Your task -
Please return all lines from the records below that include the string "this".

==================================================

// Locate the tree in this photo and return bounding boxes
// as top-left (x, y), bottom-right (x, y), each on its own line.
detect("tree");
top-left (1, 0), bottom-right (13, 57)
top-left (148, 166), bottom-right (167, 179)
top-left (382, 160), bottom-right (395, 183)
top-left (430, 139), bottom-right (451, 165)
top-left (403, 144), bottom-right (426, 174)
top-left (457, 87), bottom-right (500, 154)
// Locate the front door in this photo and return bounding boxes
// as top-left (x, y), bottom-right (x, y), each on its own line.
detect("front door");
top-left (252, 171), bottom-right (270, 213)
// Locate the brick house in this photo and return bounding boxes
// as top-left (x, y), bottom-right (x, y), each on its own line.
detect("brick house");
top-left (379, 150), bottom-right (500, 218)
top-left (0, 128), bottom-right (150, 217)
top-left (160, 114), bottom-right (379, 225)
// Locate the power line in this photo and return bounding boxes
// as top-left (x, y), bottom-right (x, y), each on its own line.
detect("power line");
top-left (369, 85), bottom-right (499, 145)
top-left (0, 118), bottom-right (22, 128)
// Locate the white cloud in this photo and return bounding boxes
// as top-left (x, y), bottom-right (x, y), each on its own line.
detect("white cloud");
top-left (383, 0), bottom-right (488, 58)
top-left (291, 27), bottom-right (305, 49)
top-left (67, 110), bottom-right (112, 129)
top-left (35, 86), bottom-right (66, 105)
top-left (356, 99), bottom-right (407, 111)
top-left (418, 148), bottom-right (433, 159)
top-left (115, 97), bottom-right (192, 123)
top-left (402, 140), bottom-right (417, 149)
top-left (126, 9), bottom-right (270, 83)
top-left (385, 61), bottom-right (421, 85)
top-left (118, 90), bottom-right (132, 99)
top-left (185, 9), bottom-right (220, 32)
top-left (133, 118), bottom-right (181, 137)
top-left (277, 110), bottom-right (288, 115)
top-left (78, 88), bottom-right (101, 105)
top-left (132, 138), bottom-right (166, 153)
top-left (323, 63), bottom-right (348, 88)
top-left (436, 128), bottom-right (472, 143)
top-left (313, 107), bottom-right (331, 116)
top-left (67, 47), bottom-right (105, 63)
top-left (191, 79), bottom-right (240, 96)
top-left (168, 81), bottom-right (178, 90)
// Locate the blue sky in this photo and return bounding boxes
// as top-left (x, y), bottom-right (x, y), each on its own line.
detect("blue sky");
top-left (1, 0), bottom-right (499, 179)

==================================================

Exercise result -
// Locate the tree in this photo and return bounding boxes
// Locate the front door in this photo and return bounding boxes
// Locate the brick house in this photo and return bounding boxes
// Locate the power line in this photo and return bounding boxes
// Locate the white cloud in this photo and return bounding boxes
// Locate the blue sky in this photo and return bounding boxes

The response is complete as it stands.